- Given task -
Select each line of the data below that contains the string "blue" and copy it out. Case counts, so uppercase and lowercase letters do not match each other.

(Source records)
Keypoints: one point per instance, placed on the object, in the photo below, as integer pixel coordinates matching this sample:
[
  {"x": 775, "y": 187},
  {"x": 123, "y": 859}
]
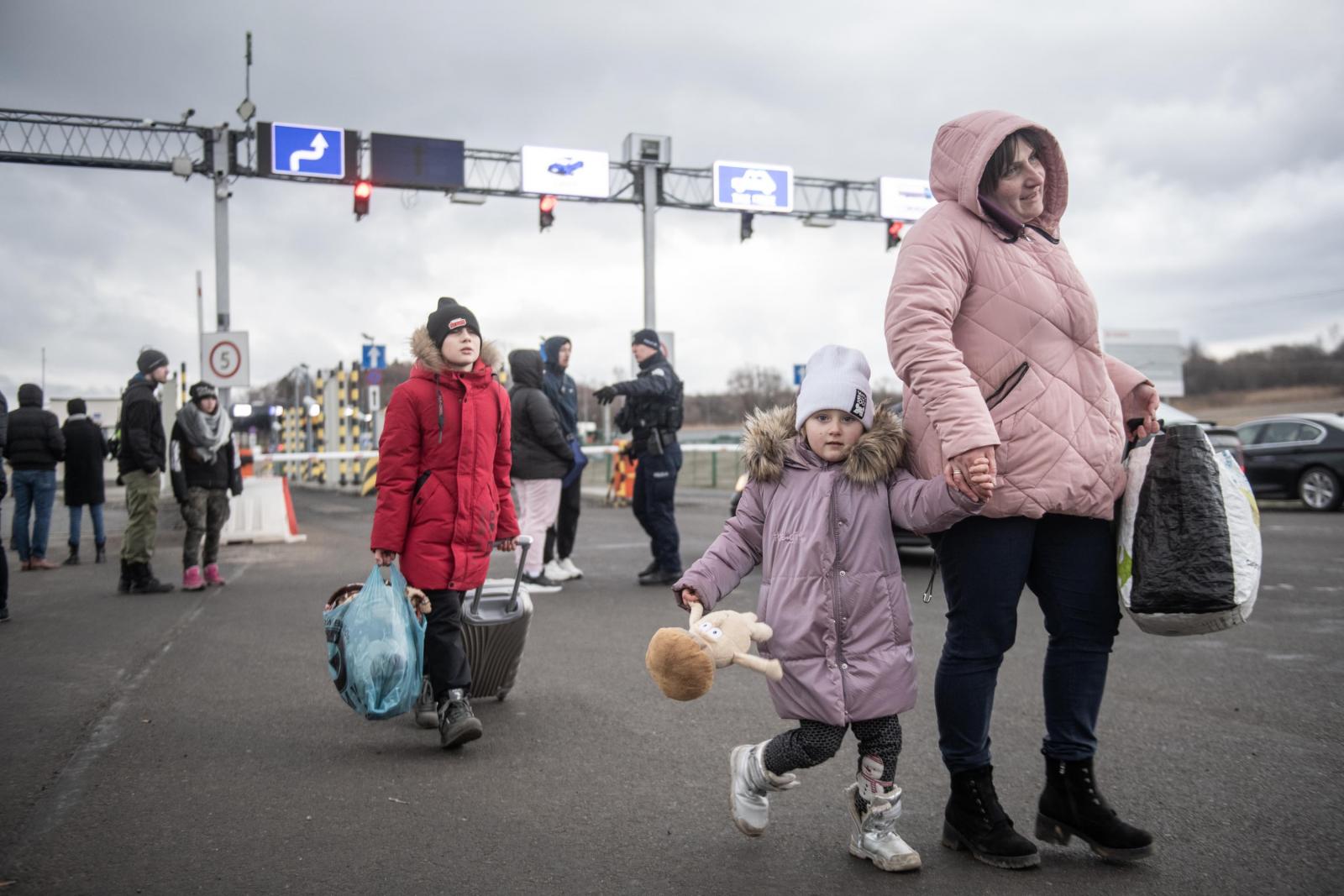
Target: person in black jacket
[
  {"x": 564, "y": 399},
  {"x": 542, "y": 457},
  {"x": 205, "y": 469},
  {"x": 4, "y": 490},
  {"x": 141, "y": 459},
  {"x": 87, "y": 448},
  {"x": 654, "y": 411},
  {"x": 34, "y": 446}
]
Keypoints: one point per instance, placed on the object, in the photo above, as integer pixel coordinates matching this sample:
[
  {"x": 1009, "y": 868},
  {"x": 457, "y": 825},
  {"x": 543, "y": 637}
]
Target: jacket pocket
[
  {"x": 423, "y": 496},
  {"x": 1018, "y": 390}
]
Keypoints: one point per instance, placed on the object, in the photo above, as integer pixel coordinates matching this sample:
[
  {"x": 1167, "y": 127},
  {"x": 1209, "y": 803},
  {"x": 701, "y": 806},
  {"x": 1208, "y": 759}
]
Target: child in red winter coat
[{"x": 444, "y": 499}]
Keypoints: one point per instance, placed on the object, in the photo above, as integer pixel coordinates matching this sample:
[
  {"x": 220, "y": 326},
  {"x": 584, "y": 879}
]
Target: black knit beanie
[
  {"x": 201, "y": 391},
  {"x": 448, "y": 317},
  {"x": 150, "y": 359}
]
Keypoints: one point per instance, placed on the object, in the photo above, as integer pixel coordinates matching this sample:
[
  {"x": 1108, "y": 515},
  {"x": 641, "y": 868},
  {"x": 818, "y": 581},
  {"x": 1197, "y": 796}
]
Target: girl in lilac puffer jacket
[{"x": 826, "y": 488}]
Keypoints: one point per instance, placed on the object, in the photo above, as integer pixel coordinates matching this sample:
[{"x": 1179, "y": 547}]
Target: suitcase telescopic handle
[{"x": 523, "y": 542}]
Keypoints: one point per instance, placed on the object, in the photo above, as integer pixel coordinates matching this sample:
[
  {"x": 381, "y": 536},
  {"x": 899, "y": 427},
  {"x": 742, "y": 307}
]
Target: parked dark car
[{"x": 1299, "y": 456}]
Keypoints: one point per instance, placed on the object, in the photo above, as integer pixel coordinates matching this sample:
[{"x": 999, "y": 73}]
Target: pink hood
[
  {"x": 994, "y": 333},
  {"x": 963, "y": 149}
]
--
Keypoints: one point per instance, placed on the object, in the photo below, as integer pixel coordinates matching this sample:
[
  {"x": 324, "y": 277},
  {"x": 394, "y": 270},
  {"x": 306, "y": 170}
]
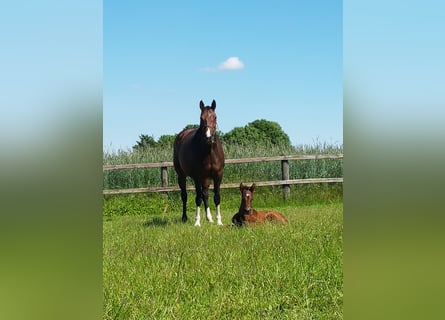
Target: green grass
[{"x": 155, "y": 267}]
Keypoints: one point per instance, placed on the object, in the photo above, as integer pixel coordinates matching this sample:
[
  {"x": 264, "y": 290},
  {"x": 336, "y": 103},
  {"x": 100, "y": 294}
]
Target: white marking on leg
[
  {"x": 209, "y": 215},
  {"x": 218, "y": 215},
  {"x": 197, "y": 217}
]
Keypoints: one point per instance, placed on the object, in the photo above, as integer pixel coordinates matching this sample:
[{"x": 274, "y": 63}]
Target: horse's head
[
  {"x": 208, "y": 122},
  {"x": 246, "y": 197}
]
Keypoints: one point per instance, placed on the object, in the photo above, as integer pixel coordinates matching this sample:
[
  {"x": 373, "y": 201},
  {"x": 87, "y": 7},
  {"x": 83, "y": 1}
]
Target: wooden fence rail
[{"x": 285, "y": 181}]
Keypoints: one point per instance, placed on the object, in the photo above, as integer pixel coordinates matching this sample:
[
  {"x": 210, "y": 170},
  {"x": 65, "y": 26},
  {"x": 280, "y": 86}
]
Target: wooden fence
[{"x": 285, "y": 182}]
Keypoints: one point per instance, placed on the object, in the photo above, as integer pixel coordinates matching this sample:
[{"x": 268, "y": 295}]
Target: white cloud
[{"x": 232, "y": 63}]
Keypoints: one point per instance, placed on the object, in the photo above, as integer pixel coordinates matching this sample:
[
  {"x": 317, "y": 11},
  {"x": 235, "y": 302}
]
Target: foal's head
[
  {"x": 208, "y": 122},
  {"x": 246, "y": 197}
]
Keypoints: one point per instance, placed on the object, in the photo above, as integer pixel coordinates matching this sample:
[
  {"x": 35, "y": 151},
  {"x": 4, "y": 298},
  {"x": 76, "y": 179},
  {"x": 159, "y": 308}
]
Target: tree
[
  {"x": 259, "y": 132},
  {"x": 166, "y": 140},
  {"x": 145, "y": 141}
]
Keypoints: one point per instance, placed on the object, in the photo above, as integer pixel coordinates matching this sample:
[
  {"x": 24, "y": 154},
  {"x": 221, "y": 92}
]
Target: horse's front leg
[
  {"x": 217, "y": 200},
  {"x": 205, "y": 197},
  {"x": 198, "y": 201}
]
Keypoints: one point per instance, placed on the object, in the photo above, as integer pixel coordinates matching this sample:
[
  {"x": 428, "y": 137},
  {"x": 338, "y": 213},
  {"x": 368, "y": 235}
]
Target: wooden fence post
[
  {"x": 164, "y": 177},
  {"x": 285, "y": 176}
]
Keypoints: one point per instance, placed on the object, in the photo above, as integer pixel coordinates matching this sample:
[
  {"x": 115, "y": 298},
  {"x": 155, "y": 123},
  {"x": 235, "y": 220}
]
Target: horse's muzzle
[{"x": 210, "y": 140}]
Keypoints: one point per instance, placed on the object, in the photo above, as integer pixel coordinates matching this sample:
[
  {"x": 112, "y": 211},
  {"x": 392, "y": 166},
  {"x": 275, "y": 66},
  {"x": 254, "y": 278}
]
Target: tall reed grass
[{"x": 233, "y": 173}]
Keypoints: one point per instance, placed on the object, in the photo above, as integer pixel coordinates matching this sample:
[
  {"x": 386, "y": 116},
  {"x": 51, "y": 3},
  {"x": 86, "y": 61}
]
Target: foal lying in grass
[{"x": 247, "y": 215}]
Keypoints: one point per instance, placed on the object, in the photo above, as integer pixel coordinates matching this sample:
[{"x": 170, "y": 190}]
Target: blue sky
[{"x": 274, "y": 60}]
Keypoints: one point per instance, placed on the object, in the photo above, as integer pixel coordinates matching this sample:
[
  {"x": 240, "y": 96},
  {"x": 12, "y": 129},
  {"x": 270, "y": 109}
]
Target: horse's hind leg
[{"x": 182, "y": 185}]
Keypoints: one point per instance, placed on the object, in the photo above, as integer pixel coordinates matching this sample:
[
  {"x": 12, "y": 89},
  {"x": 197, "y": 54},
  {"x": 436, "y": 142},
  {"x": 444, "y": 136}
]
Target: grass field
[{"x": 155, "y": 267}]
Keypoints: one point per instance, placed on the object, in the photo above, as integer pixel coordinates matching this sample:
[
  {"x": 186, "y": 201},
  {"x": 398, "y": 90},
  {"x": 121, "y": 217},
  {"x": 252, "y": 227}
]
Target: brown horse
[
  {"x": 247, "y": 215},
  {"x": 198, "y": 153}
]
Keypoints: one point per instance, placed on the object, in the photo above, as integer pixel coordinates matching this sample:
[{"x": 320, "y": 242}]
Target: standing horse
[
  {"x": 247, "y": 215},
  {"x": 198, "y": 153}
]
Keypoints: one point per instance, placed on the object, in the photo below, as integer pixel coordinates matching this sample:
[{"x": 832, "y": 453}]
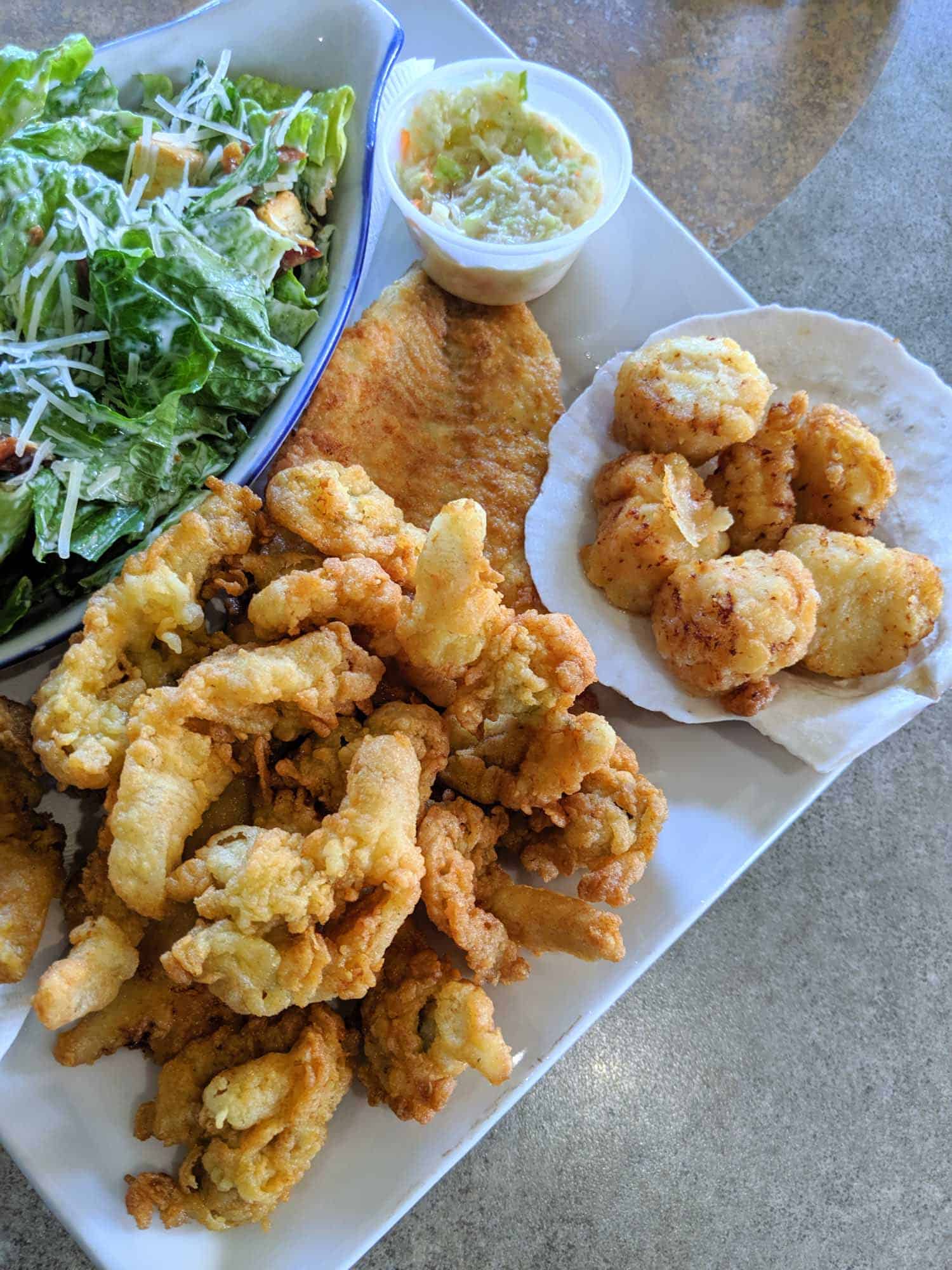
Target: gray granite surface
--
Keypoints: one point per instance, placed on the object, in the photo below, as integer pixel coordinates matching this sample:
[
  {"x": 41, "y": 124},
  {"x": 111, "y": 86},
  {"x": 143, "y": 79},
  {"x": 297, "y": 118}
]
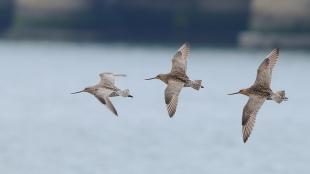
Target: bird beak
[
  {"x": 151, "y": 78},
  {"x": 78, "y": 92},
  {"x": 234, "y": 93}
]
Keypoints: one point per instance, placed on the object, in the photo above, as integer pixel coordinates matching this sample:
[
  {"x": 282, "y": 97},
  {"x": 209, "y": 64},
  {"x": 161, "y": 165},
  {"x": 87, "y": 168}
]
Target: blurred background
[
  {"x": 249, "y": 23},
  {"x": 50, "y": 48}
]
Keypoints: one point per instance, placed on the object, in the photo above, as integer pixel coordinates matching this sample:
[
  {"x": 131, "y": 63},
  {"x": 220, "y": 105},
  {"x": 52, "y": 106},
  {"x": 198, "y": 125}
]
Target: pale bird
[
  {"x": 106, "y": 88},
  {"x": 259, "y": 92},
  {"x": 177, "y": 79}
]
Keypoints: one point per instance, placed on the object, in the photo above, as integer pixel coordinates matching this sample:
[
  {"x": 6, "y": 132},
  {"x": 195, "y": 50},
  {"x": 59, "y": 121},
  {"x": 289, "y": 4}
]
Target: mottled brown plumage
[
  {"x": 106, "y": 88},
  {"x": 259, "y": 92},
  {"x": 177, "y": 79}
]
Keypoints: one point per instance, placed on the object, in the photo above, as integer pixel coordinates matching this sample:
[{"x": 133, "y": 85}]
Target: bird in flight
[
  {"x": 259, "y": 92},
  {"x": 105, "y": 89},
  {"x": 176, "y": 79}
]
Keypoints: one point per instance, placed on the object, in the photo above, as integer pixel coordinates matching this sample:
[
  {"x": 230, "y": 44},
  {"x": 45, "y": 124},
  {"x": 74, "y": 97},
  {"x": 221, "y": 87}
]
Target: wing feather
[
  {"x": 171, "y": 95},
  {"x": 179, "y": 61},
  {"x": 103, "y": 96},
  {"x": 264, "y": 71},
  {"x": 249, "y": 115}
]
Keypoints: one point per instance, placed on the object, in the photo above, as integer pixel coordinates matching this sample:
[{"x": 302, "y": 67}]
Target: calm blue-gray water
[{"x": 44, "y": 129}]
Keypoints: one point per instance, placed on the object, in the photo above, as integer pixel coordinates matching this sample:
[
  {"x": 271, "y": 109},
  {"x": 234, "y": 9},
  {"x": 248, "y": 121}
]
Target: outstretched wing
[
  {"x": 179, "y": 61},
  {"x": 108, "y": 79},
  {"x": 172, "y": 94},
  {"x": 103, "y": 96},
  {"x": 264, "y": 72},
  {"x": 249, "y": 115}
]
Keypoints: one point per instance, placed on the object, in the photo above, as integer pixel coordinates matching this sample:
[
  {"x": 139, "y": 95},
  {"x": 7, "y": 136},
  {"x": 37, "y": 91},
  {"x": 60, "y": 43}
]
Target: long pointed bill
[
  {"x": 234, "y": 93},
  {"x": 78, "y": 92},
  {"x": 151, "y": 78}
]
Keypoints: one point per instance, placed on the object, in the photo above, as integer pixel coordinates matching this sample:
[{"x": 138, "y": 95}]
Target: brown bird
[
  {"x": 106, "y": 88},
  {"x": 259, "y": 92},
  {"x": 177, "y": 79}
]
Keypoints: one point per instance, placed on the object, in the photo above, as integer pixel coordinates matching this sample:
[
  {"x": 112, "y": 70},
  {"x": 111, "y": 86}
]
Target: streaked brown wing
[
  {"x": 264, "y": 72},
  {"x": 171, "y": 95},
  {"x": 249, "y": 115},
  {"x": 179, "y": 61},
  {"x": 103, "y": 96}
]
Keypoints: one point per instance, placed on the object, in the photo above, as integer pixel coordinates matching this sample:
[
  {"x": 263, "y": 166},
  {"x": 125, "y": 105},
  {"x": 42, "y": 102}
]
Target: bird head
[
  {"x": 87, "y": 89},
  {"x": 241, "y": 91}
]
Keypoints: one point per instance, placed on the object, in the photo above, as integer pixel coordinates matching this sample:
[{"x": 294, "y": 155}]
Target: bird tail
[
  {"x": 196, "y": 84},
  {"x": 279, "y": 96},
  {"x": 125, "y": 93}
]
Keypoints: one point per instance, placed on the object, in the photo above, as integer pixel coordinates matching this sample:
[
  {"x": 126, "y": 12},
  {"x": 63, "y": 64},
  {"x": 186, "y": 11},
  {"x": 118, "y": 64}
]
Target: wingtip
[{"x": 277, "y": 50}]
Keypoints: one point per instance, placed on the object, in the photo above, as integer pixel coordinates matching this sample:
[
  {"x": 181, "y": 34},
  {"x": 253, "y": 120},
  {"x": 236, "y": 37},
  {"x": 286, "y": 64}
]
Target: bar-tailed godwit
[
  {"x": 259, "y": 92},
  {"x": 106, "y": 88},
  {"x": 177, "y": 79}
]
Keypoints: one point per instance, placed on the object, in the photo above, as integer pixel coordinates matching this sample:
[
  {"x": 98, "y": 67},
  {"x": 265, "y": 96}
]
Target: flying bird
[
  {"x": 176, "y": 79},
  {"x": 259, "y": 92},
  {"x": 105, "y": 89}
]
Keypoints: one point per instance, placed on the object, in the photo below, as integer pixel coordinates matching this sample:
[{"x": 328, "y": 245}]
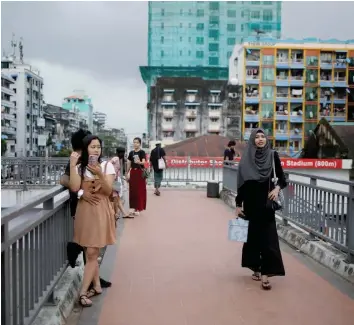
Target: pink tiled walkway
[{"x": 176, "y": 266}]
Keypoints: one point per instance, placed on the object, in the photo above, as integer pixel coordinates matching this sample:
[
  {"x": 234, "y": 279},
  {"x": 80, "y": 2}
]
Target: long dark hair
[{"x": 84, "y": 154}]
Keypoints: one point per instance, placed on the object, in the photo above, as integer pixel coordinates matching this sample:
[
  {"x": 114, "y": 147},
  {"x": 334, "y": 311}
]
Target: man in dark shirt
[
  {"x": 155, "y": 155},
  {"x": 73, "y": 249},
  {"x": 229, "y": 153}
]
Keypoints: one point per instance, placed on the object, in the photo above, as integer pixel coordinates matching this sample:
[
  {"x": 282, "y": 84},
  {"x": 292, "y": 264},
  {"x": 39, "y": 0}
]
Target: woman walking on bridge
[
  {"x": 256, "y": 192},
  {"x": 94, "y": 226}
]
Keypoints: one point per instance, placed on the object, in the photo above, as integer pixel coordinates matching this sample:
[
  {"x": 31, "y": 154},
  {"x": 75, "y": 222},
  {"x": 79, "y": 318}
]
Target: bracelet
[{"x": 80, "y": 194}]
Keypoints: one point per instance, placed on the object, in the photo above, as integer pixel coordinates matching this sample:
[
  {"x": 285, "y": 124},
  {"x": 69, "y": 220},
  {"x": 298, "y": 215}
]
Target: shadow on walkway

- Correct output -
Target: blue sky
Target: calm blue-gray water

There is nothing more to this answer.